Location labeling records
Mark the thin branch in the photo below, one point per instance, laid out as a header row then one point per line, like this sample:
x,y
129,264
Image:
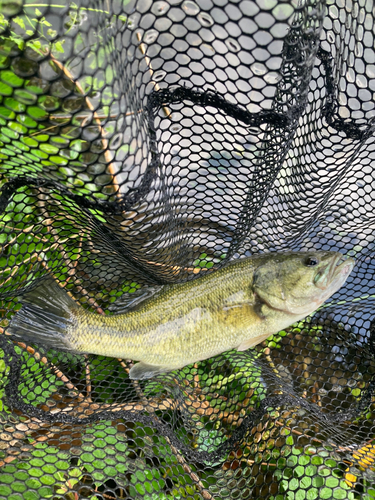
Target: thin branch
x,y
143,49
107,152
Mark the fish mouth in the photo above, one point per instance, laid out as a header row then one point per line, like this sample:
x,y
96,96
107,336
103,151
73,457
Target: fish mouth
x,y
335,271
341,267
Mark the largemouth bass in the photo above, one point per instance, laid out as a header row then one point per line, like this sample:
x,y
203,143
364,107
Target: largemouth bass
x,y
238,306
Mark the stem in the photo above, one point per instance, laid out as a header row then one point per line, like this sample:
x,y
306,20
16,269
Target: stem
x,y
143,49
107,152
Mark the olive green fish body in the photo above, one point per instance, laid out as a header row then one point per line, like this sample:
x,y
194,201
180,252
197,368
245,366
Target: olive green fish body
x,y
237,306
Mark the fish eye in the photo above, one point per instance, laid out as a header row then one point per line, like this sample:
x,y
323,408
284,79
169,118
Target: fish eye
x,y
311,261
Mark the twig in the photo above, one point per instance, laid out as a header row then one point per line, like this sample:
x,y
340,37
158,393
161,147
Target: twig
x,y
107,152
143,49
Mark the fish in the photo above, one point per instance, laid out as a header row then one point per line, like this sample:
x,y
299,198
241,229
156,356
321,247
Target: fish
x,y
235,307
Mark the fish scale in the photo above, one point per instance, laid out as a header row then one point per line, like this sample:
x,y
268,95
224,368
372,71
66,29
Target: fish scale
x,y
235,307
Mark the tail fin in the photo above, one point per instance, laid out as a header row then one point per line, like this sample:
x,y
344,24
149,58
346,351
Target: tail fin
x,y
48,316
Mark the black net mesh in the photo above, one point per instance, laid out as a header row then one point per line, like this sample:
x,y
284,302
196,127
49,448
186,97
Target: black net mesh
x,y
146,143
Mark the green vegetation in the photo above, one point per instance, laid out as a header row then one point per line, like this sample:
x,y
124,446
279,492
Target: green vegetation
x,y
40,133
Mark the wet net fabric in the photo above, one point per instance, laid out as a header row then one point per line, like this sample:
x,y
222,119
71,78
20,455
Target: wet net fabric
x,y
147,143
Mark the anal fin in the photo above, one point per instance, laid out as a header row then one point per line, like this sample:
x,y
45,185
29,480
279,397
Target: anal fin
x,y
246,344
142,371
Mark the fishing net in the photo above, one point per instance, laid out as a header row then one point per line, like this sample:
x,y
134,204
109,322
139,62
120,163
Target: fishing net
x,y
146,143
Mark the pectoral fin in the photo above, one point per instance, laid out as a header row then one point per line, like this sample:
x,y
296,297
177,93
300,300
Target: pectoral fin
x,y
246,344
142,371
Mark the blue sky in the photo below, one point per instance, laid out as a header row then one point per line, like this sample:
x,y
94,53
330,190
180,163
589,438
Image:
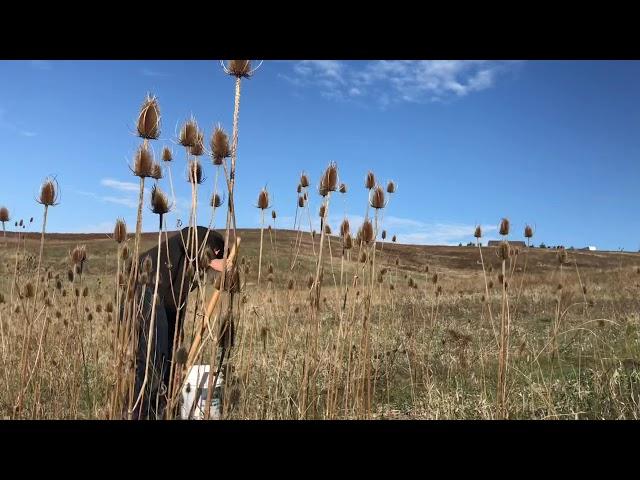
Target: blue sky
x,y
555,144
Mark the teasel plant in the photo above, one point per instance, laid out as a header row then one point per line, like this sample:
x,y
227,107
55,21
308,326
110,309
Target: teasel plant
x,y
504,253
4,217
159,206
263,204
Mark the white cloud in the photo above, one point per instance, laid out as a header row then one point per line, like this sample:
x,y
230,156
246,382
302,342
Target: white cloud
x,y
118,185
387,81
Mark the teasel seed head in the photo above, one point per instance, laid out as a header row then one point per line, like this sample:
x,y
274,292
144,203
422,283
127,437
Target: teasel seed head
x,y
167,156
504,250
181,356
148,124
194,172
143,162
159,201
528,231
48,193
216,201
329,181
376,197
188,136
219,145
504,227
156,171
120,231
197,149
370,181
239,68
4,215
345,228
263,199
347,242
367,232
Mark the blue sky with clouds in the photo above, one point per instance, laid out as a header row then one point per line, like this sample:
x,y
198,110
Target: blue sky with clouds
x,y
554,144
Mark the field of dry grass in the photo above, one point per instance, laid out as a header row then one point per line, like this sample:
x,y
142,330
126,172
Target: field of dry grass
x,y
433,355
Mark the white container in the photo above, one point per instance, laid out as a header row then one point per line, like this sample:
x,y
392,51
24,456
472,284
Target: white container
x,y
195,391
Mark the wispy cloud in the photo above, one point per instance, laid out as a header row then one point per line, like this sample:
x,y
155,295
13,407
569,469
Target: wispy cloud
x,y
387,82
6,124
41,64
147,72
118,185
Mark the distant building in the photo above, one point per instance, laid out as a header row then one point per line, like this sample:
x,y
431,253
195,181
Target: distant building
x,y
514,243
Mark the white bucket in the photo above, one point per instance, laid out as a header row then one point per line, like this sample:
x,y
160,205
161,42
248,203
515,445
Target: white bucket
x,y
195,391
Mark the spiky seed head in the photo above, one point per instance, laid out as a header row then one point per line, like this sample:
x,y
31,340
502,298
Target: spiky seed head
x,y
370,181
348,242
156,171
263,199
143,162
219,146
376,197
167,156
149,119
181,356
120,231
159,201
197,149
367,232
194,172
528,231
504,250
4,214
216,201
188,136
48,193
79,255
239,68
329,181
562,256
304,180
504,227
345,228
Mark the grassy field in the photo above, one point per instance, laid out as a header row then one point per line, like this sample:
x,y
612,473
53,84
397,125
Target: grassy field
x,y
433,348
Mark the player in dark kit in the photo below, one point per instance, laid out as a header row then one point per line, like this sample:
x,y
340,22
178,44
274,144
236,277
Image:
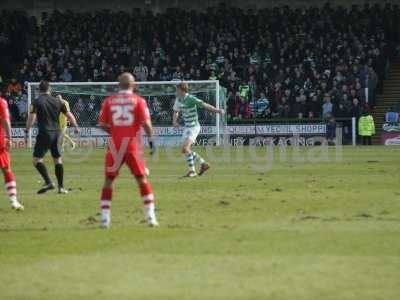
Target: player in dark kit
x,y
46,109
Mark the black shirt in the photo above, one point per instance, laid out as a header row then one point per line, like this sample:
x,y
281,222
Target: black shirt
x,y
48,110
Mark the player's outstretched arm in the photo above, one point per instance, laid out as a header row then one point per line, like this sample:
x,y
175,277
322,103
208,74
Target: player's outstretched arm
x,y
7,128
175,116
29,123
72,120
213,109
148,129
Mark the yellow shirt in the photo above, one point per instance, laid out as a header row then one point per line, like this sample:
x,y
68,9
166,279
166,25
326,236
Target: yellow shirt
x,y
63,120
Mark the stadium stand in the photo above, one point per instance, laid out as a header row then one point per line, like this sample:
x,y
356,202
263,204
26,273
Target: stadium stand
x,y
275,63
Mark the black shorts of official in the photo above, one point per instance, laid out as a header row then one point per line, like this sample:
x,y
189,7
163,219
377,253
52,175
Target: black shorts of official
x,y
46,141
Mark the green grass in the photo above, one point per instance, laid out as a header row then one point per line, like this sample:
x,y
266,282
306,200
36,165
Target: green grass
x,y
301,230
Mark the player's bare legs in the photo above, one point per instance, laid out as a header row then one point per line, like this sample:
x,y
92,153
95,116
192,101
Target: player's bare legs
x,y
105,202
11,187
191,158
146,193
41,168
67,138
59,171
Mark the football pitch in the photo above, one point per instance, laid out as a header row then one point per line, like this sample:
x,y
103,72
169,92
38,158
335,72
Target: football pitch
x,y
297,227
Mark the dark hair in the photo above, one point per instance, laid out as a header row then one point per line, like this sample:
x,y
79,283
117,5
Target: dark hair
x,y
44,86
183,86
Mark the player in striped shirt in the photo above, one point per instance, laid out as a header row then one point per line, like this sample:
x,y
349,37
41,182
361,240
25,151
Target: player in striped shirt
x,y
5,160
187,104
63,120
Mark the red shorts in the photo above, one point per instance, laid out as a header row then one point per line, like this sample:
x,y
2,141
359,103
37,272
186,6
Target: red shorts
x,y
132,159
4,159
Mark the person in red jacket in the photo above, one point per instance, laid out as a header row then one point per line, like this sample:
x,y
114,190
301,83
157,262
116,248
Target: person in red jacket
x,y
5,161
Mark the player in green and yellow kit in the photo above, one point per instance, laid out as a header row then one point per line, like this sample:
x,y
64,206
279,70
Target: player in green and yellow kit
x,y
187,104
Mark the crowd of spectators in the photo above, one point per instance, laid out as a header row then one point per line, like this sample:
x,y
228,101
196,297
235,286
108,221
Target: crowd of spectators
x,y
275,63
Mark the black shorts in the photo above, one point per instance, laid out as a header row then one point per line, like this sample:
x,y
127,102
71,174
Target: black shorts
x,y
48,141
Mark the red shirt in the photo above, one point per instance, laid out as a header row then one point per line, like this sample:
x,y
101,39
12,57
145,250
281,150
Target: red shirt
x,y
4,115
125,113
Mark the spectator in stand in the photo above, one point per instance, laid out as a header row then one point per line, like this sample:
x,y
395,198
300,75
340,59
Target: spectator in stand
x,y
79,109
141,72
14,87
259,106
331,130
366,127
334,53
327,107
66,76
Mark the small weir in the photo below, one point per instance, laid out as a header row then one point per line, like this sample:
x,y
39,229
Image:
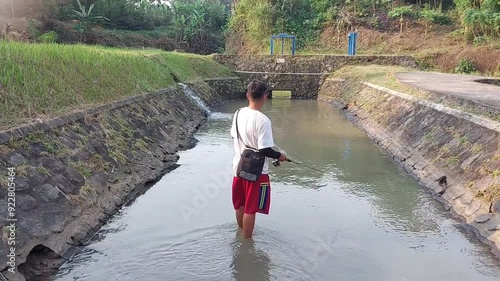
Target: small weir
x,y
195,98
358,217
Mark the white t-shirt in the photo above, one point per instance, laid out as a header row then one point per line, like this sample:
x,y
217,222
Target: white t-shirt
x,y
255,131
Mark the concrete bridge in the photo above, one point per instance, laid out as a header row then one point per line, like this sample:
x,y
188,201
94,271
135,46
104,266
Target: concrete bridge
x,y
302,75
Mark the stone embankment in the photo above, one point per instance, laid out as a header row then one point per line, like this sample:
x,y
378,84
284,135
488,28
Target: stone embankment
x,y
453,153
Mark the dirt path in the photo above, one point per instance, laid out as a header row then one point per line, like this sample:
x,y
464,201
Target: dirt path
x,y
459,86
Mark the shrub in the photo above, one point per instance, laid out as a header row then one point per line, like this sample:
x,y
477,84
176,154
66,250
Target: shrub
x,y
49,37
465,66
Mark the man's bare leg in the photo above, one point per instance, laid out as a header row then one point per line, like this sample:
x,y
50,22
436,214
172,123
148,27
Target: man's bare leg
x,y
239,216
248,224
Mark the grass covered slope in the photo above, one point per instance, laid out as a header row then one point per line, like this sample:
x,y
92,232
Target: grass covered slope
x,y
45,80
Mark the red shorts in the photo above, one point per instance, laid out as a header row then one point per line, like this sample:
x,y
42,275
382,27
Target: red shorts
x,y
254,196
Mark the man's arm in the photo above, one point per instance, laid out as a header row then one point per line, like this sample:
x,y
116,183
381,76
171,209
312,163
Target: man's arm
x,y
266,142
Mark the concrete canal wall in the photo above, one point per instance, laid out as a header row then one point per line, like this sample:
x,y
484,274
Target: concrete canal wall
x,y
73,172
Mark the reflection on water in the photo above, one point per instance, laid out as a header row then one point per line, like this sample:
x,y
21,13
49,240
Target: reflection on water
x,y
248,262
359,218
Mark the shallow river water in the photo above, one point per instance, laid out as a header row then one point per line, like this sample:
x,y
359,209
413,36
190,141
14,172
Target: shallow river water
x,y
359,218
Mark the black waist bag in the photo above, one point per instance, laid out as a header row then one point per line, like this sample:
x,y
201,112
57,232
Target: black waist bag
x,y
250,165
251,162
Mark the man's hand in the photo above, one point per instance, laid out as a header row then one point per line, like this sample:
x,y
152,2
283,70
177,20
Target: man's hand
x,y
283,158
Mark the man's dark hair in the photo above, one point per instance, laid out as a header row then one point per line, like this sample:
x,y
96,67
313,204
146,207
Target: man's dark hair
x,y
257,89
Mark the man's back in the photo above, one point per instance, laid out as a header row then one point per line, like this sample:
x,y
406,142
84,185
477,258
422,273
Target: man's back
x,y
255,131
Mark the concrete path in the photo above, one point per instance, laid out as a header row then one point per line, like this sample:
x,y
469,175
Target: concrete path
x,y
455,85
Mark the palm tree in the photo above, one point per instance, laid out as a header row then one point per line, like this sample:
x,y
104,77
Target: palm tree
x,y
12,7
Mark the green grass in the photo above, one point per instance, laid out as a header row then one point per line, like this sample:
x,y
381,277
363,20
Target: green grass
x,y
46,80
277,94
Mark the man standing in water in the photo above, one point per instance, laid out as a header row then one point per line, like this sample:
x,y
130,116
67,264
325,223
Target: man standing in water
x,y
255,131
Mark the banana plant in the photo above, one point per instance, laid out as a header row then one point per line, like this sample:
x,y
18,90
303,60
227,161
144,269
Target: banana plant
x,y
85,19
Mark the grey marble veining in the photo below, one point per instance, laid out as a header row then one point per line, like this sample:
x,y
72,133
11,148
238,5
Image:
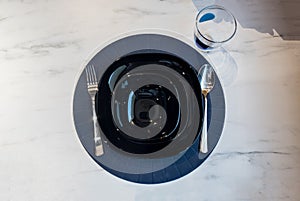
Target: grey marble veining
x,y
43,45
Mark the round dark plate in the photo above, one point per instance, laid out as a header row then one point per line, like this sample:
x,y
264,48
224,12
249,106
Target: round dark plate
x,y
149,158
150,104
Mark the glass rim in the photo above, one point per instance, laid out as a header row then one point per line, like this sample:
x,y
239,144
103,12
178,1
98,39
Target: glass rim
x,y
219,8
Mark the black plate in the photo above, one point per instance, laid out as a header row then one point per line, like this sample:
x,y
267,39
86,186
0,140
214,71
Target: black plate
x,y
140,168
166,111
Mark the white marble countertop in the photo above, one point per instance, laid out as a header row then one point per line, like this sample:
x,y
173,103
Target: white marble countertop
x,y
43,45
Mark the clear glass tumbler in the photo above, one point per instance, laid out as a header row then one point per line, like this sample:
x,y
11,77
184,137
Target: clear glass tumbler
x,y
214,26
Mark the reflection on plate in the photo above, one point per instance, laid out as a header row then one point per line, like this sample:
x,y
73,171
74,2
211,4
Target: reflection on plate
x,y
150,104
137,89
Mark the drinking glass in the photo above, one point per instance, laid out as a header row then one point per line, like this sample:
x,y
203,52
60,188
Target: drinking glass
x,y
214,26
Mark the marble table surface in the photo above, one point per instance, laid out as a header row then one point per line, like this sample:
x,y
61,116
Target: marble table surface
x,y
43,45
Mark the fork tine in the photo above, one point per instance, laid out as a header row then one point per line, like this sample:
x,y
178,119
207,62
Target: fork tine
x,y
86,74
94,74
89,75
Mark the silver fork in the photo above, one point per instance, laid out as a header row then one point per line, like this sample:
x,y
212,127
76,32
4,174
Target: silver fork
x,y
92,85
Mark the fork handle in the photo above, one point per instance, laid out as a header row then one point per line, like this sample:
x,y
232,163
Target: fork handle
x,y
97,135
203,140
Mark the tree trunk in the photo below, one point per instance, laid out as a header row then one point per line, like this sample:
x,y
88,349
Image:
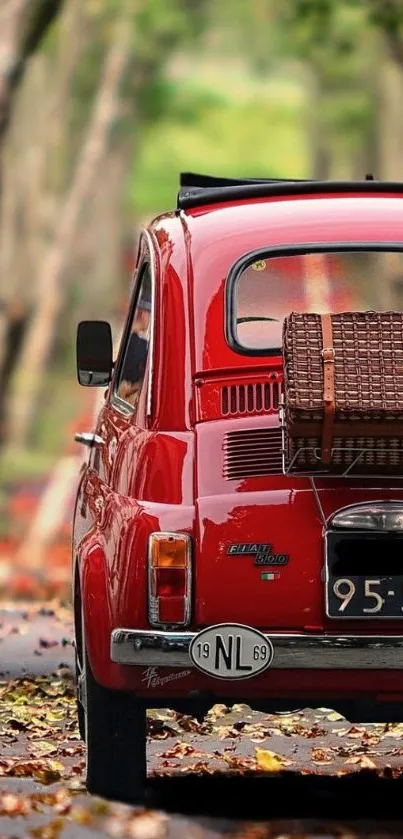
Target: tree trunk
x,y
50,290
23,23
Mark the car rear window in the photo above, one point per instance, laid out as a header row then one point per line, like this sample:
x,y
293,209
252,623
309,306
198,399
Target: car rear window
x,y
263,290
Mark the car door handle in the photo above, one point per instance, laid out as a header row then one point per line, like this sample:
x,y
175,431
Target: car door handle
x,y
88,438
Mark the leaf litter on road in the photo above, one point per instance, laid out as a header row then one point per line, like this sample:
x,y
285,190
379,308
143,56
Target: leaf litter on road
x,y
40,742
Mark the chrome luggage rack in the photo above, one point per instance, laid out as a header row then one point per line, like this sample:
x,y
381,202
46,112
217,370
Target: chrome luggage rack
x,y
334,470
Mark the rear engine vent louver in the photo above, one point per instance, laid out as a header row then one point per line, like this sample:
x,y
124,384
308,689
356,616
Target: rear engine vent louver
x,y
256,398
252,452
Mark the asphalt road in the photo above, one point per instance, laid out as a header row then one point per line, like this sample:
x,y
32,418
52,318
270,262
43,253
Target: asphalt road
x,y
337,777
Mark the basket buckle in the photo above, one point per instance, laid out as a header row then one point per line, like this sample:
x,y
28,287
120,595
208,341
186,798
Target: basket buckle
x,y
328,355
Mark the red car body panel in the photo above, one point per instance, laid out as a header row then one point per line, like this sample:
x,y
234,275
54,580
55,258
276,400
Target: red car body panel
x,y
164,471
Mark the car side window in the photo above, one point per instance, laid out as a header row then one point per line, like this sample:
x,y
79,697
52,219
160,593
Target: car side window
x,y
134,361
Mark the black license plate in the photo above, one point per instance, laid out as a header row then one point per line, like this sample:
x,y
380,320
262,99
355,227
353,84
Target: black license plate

Directions for this task - Set down, word for word, only the lines running from the line with "Mark the car rear" to the last line of the listing above. Both of those lines belong in your answer.

Answer below -
Mark the car rear window in the photo above, one point per instance, laid out as a header row then one point per line, like this sample:
x,y
293,209
252,623
309,306
198,399
Target: car rear window
x,y
263,290
Mark the car door handle in the photo above, one point per instance, laid out as a header row then one point per line, like this sample:
x,y
175,431
Target: car door handle
x,y
88,438
Mark the leaf litter on road in the photo above, one point per instance, laid out as a header row then one point per line, like this sample:
x,y
285,190
379,308
143,56
Target: leaf litter on road
x,y
40,742
Mark the chrome luggage rack in the photo above, one point per instance, laid out as a header row then one point per line, like this sample:
x,y
381,202
46,112
217,370
Target: chrome luggage rack
x,y
334,470
Mark the rear engine vent louver in the photo above, one point per instance, laid out as a header row then one point per line, like this sample:
x,y
124,384
308,689
356,616
Target: rear engine vent louver
x,y
256,398
252,452
Mark the asphalt road in the photo above, one point per instance, laid out as a header row then one point per line, like this sample:
x,y
32,418
52,318
270,262
43,253
Target: asphalt road
x,y
337,777
Mark the basket buckle in the photo above, one point per instance, laid out as a header row then one point per line, like this sample:
x,y
28,287
120,595
208,341
186,798
Target: basket buckle
x,y
328,355
Mark the red car body panel in the photo above, one point per instance, laid out as a header row then one point per line, like this sample:
x,y
234,275
54,580
55,258
276,400
Target: red car body panel
x,y
164,471
Mark the car side window in the photo above, one point per instance, laid out as a header row then one point per line, like this sample:
x,y
79,697
52,219
160,593
Target: car side window
x,y
134,361
Mark the black license plate in the photo above, one point per instance, laid out as a header row then one point per line, like this sample:
x,y
380,320
262,99
355,227
353,84
Target: black license plate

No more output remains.